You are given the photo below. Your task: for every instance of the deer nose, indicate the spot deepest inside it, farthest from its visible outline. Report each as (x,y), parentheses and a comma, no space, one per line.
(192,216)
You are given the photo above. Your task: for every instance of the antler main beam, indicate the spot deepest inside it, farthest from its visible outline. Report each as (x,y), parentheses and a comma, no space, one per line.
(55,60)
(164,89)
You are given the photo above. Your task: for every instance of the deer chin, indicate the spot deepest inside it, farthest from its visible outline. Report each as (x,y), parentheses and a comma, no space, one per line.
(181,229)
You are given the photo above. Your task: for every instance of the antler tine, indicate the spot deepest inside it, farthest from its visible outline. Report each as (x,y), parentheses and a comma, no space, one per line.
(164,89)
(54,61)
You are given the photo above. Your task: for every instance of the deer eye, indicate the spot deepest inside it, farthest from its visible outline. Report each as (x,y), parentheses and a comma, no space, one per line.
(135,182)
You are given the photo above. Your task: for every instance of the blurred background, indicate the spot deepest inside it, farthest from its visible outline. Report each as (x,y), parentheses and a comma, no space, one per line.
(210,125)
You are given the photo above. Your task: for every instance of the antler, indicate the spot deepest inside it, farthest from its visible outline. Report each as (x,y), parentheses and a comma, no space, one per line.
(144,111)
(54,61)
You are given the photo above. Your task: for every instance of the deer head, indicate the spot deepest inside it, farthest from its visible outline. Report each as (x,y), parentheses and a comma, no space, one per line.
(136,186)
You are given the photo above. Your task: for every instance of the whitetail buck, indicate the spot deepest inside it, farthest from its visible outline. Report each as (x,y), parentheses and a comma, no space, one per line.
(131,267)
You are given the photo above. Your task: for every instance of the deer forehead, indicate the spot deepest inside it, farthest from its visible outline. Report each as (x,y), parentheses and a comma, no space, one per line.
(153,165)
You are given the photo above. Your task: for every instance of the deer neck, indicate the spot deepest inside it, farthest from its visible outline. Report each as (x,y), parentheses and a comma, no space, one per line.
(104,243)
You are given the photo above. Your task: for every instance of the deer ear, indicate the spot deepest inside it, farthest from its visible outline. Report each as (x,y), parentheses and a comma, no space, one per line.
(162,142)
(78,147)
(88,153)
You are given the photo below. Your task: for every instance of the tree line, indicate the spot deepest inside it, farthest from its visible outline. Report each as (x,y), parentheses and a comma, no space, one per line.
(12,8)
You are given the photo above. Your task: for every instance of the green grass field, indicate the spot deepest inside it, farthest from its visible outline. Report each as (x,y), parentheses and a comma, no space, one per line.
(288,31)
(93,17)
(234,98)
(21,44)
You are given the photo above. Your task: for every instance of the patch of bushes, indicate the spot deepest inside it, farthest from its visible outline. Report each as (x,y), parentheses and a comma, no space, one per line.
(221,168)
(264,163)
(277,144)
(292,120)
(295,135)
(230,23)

Required task =
Starting with the line that contains "of the green", output every line through the end of the listing above, unchanged.

Finished answer =
You are given the photo above. Your task: for every instance of the green grass field, indicate the spot deepest inside it, farthest from its visible outline. Report each as (x,y), parentheses and a comma, no space, one per line.
(288,31)
(93,17)
(234,98)
(21,44)
You are given the photo above. Your task: for every instance of the patch of bushes, indicate the spot deepest inside it, farthest from its visible outline. Report each as (x,y), parentheses and a comma, no space, one per line.
(221,168)
(264,163)
(277,144)
(292,120)
(295,135)
(230,23)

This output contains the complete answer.